WHAT THE TASK REQUIRES:
Could you change "shingle" to "slate" in the part of the data that opens with the line containing "For every instance of the conical" and closes with the line containing "[[771, 662], [620, 623]]", and give back only those lines, both ends included, with nothing else altered?

┌─ MATERIAL

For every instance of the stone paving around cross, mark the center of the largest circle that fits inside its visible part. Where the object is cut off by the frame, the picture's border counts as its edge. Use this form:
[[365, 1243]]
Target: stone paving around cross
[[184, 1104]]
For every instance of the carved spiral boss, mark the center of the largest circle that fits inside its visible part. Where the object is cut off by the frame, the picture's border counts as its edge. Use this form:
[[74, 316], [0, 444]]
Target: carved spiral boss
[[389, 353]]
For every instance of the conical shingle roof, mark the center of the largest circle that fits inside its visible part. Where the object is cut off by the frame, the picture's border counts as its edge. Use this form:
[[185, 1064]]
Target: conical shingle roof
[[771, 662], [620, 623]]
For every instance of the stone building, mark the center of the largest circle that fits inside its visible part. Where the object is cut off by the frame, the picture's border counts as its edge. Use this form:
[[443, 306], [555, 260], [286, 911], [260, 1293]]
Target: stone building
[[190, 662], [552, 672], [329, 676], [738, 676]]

└─
┌─ MATERIAL

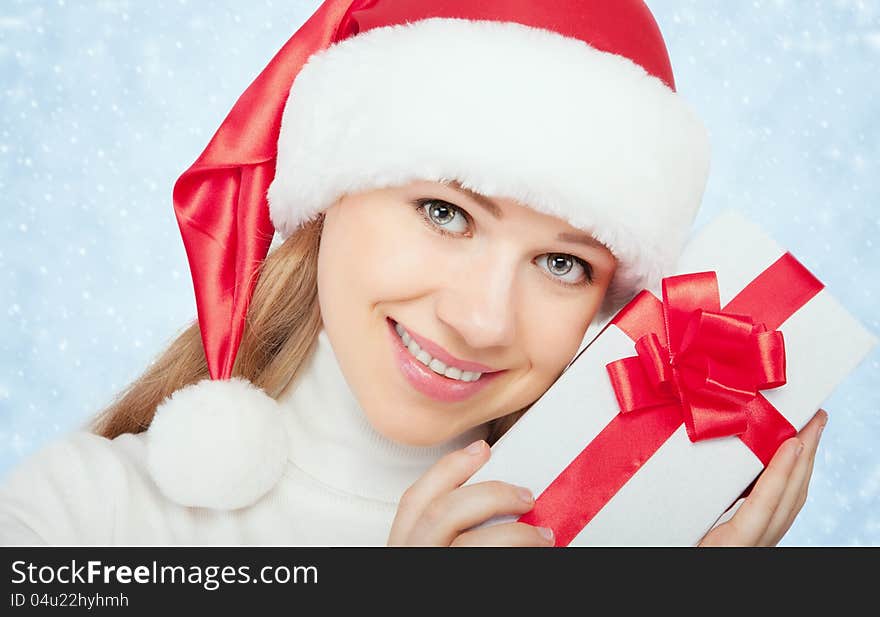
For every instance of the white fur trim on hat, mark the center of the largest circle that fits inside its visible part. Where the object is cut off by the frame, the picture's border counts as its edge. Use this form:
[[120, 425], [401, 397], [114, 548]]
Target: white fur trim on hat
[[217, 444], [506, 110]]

└─

OUTPUT OF THE EXERCISE:
For every instance of the conical slate roof, mark the center of the largest circle that fits inside its visible part. Where the object is cut off by the frame, the picture's border counts as its edge. Use this form:
[[185, 1064]]
Target: conical slate roof
[[771, 662], [620, 623]]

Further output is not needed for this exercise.